• _Dataset_
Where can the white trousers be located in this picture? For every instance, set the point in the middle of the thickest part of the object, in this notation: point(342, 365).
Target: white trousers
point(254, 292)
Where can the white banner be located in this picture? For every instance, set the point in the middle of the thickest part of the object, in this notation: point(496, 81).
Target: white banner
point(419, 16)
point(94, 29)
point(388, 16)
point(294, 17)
...
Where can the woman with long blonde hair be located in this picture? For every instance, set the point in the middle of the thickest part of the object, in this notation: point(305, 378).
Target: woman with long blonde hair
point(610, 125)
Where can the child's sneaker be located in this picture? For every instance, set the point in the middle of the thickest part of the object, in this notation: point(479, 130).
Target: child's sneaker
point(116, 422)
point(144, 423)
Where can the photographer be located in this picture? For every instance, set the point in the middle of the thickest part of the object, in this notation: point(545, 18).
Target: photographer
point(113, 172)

• _What is needed_
Find each line in the data above that contains the word "Target" and copy it out. Case counts.

• _Full output_
Target: white trousers
Target: white banner
Target: woman with long blonde hair
Target: child's sneaker
Target: photographer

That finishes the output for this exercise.